### Aplique lo leído
1) Transcriba del testimonio el pasaje que va desde "Fui criado en" hasta "el movimiento carismático.", ambos incluidos.
2) Según el testimonio, ¿durante cuántos años dejó de asistir a la iglesia quien lo escribe?
3) Prosiga el testimonio de fe a partir de su última oración.
== Fragmento ==
Empiezo confesando que amo a la iglesia. Quizá no suene muy profundo, pero es algo radical, si conocieran mi historia.
Fui criado en lo que podría llamarse una religión nominal. A los 13 años dejé la iglesia. El pastor nos gritó, a mí y a mi amigo Alex, por jugar en la parte trasera del templo durante el servicio. Me sentí tan mal que no asistí a la iglesia por 5 años, en los que mi vida se precipitó en la droga y alcohol. Justo antes de graduarme de la secundaria (high school), un evangelista de Cruzada para Cristo me guió a Cristo.
En un campamento de verano, aprendí que los seguidores de Cristo debían pertenecer a una iglesia local, donde podían adorar, servir, dar y crecer. De modo que, el año 1978 empecé a asistir a una IMU que experimentaba un gran crecimiento, durante el movimiento carismático.
Empecé a crecer en la fe en dicha iglesia y empecé a sentir el llamado al ministerio. La iglesia confirmó mi llamado y me envió al Asbury College y al Asbury Seminary, para prepararme para ser un presbítero metodista unido.
===
== Listado de datos ==
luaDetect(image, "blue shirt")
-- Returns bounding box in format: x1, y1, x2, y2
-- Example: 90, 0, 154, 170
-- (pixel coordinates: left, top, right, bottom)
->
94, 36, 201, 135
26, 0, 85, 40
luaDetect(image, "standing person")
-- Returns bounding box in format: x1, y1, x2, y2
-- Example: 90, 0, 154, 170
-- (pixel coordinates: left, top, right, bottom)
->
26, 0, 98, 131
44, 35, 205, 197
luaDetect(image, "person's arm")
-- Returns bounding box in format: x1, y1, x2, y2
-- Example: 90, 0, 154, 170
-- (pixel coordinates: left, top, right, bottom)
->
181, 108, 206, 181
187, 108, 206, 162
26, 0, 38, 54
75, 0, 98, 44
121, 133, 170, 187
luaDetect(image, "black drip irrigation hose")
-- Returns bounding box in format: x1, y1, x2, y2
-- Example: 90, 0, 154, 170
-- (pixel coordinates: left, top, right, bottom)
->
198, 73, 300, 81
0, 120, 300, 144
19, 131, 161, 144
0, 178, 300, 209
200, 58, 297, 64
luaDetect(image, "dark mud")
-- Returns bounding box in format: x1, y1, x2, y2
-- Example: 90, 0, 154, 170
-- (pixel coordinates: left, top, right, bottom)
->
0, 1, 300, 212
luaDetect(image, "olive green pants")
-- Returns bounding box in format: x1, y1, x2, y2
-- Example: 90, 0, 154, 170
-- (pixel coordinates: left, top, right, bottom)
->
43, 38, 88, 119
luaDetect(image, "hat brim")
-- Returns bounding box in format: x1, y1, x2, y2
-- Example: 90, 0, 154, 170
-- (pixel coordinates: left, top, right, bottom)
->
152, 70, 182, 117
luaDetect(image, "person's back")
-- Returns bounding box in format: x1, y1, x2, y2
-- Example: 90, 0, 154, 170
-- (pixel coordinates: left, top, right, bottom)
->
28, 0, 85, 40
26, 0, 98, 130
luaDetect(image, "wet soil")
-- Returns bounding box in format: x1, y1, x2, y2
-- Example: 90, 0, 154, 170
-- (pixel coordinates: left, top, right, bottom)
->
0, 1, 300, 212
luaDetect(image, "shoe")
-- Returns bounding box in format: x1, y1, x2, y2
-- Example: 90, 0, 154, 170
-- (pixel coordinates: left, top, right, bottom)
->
===
### Sus respuestas
1)
Fui criado en lo que podría llamarse una religión nominal. A los 13 años dejé la iglesia. El pastor nos gritó, a mí y a mi amigo Alex, por jugar en la parte trasera del templo durante el servicio. Me sentí tan mal que no asistí a la iglesia por 5 años, en los que mi vida se precipitó en la droga y alcohol. Justo antes de graduarme de la secundaria (high school), un evangelista de Cruzada para Cristo me guió a Cristo.
En un campamento de verano, aprendí que los seguidores de Cristo debían pertenecer a una iglesia local, donde podían adorar, servir, dar y crecer. De modo que, el año 1978 empecé a asistir a una IMU que experimentaba un gran crecimiento, durante el movimiento carismático.

2) Durante cinco años.

3)
Me gradué, fui ordenado y empecé mi ministerio en la iglesia local. De pronto, un prejuicio interior me confrontó. Me di cuenta que menospreciaba la iglesia. A pesar de mi conversión, la maravillosa congregación donde crecí y fui llamado, y la gran educación y práctica teológica que recibí, me di cuenta que odiaba a la iglesia. La veía como un mal necesario que debía soportar mientras salvaba a la gente para Jesús.
Los cínicos podrían decirme que mi desprecio por la iglesia era legítimo y, hasta cierto punto, tienen razón. Hay muy pocos ejemplos de iglesias con vitalidad en nuestro país. No había tenido la experiencia de una iglesia que funcionase con los valores y propósitos del reino de Dios. Mi experiencia fue con iglesias que se concentraban en las minucias.
Mis amigos con mentalidad sociológica me dirían que mi enfermedad era una función de mi edad y del grupo demográfico al que pertenezco. Los baby-boomers hemos sido llamados gente anti-institucional. Mi generación está programada para desconfiar del gobierno, la industria, las escuelas y las organizaciones religiosas.
Una segunda conversión
Entonces experimenté como una segunda conversión. Tres experiencias quitaron mis prejuicios. Primero fue la experiencia de ser asignado, en 1992, a la IMU Christ, en Fort Lauderdale, para servir con Dick Wills. Dios estaba trabajando para transformar esa iglesia, lo que me dio la oportunidad de ver algunos destellos de lo que es una iglesia bíblica.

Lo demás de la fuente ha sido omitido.